START Entries shown

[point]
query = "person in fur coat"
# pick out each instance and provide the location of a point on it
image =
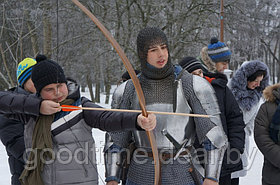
(231, 116)
(247, 86)
(266, 134)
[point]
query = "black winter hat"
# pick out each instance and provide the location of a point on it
(46, 72)
(147, 38)
(190, 64)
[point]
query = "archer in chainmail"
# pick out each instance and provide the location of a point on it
(168, 88)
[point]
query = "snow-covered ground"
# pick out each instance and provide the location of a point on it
(253, 177)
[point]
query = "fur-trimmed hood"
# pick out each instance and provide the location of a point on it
(245, 97)
(271, 93)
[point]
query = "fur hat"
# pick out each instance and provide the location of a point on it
(46, 72)
(24, 70)
(238, 84)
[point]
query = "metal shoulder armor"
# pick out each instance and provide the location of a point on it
(206, 94)
(113, 160)
(207, 97)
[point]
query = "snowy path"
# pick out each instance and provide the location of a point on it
(253, 177)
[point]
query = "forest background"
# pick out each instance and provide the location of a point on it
(60, 30)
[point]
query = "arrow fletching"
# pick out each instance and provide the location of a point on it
(68, 108)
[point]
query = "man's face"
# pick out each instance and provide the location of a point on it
(56, 92)
(221, 66)
(29, 86)
(256, 83)
(158, 55)
(198, 72)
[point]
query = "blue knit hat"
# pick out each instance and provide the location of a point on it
(218, 51)
(24, 70)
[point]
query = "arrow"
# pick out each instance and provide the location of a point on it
(67, 108)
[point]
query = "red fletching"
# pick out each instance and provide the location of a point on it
(67, 108)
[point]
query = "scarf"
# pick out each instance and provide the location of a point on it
(42, 149)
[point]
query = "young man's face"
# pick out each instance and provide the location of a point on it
(29, 86)
(198, 72)
(221, 66)
(158, 55)
(256, 83)
(56, 92)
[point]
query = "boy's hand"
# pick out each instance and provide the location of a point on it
(148, 123)
(209, 182)
(49, 107)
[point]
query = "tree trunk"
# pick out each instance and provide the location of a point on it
(89, 82)
(47, 29)
(34, 36)
(11, 84)
(97, 92)
(107, 89)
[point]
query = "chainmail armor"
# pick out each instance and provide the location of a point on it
(203, 125)
(175, 173)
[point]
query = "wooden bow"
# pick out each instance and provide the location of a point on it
(135, 81)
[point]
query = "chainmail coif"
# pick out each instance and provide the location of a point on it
(147, 37)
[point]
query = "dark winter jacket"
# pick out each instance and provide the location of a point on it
(73, 144)
(232, 120)
(270, 150)
(246, 98)
(12, 137)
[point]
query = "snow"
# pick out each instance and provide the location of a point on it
(253, 176)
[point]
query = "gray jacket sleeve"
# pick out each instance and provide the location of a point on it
(19, 106)
(262, 138)
(108, 120)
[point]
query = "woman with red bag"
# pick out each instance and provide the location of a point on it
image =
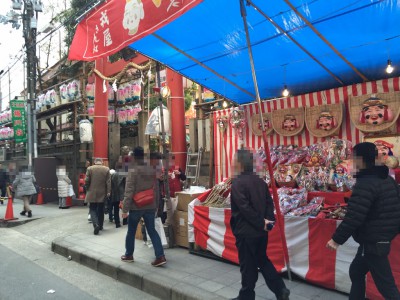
(140, 180)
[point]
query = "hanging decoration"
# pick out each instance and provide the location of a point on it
(375, 112)
(85, 131)
(324, 120)
(256, 125)
(238, 121)
(222, 123)
(153, 126)
(288, 122)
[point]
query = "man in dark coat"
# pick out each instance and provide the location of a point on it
(3, 183)
(98, 182)
(373, 219)
(252, 218)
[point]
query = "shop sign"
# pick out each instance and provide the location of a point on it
(18, 120)
(118, 23)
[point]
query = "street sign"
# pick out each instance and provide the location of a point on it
(18, 120)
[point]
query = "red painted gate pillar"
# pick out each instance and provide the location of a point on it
(177, 114)
(100, 120)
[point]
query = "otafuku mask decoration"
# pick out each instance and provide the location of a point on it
(267, 124)
(222, 123)
(133, 14)
(375, 112)
(290, 123)
(326, 121)
(384, 148)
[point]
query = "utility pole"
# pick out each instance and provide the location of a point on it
(9, 84)
(1, 94)
(30, 30)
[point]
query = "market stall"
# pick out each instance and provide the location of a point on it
(306, 237)
(313, 157)
(219, 61)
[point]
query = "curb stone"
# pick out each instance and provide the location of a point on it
(160, 286)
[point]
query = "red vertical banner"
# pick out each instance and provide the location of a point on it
(118, 23)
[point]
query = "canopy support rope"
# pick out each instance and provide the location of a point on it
(285, 33)
(312, 27)
(203, 65)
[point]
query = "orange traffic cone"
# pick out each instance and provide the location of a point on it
(68, 201)
(9, 211)
(39, 200)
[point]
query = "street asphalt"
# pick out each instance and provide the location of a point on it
(186, 276)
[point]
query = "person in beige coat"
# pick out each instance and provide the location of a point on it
(98, 187)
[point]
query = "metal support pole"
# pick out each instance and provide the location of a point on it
(280, 218)
(33, 103)
(28, 45)
(163, 138)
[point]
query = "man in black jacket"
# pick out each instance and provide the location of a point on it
(3, 183)
(373, 219)
(252, 218)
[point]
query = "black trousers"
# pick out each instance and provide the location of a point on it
(381, 273)
(113, 213)
(97, 214)
(253, 256)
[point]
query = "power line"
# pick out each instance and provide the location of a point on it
(81, 14)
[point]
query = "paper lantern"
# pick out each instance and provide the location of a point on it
(85, 131)
(153, 126)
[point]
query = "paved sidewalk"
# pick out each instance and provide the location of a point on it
(185, 276)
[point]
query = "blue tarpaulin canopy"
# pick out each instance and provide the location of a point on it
(307, 45)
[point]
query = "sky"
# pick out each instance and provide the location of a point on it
(11, 48)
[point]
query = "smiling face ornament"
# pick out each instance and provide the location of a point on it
(375, 112)
(326, 121)
(289, 123)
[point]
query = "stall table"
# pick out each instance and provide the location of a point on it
(306, 238)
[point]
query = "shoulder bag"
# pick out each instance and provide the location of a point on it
(144, 198)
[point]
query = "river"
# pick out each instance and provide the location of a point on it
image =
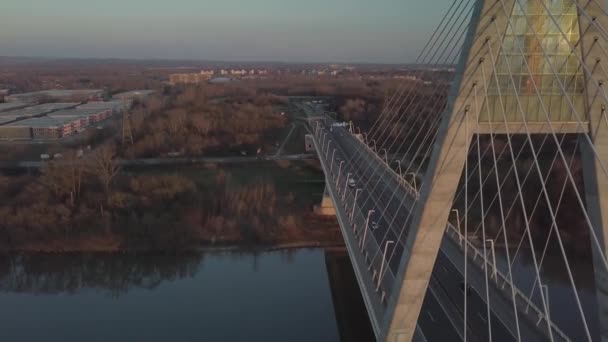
(228, 296)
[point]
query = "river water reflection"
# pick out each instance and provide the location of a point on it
(230, 296)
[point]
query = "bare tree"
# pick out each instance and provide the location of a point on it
(104, 166)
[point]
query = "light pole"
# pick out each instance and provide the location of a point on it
(545, 289)
(352, 213)
(383, 262)
(458, 225)
(413, 179)
(331, 168)
(369, 213)
(346, 186)
(399, 168)
(493, 257)
(339, 173)
(323, 141)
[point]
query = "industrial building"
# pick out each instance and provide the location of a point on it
(6, 106)
(58, 95)
(132, 95)
(115, 107)
(53, 125)
(38, 110)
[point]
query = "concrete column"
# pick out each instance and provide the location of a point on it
(327, 205)
(595, 179)
(444, 172)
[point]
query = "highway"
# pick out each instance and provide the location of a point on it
(376, 189)
(36, 164)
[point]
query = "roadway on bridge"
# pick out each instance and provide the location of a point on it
(379, 191)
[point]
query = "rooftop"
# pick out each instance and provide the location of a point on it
(39, 109)
(42, 122)
(102, 105)
(133, 93)
(6, 106)
(54, 93)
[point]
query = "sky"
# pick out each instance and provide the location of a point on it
(349, 31)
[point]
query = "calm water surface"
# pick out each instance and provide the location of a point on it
(272, 296)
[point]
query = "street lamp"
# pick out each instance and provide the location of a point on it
(545, 290)
(369, 214)
(458, 225)
(331, 168)
(385, 155)
(399, 168)
(413, 179)
(352, 213)
(339, 173)
(346, 186)
(381, 276)
(493, 257)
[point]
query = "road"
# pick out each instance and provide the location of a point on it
(172, 161)
(389, 203)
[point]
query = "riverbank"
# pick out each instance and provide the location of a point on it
(166, 209)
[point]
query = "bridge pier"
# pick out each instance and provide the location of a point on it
(326, 208)
(592, 156)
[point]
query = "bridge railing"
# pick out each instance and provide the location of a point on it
(501, 280)
(410, 189)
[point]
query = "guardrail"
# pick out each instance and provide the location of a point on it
(411, 190)
(453, 233)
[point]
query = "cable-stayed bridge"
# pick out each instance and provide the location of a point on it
(475, 207)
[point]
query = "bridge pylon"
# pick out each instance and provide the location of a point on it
(508, 43)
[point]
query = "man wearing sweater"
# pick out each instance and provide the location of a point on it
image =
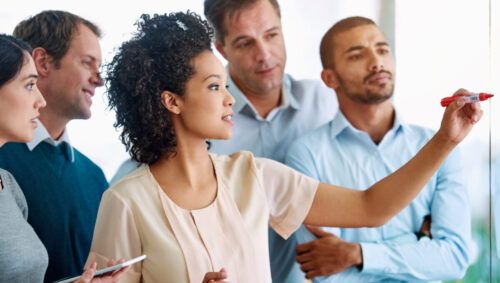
(63, 187)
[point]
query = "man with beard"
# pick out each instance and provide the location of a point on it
(366, 141)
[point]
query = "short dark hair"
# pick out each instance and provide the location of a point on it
(216, 12)
(327, 42)
(13, 52)
(158, 58)
(53, 31)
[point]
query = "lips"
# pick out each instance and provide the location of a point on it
(89, 92)
(379, 78)
(265, 71)
(228, 118)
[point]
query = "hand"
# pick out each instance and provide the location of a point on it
(459, 117)
(88, 275)
(425, 230)
(327, 255)
(215, 277)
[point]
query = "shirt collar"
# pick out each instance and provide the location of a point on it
(240, 100)
(42, 135)
(340, 123)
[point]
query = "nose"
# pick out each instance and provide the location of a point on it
(376, 63)
(96, 79)
(229, 99)
(40, 101)
(262, 52)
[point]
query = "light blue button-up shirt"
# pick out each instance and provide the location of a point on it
(339, 154)
(305, 105)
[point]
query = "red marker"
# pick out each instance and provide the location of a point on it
(474, 97)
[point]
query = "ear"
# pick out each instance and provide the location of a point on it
(42, 61)
(172, 102)
(329, 78)
(220, 47)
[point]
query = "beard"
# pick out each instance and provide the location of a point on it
(368, 97)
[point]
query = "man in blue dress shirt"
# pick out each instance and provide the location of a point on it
(366, 141)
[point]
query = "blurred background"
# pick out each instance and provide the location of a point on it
(439, 46)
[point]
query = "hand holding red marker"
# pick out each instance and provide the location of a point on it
(474, 97)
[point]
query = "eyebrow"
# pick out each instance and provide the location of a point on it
(238, 38)
(212, 76)
(31, 76)
(93, 59)
(358, 47)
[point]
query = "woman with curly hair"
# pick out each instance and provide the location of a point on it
(202, 217)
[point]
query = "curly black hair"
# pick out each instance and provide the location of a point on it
(157, 58)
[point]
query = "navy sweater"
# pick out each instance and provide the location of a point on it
(63, 198)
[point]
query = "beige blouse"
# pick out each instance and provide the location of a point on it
(136, 217)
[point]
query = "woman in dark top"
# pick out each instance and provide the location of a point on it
(23, 257)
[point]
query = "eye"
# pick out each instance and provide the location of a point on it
(243, 44)
(30, 86)
(383, 51)
(272, 35)
(354, 57)
(214, 87)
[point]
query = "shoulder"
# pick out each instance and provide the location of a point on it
(13, 149)
(133, 186)
(10, 185)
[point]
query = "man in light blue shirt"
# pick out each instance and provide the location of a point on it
(366, 141)
(271, 108)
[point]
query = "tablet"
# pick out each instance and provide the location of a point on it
(103, 271)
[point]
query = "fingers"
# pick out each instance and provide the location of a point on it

END Entries shown

Try it – Search term "marker": return each line of the data that contains it.

Written answer –
query = "red marker"
query = "hand holding red marker"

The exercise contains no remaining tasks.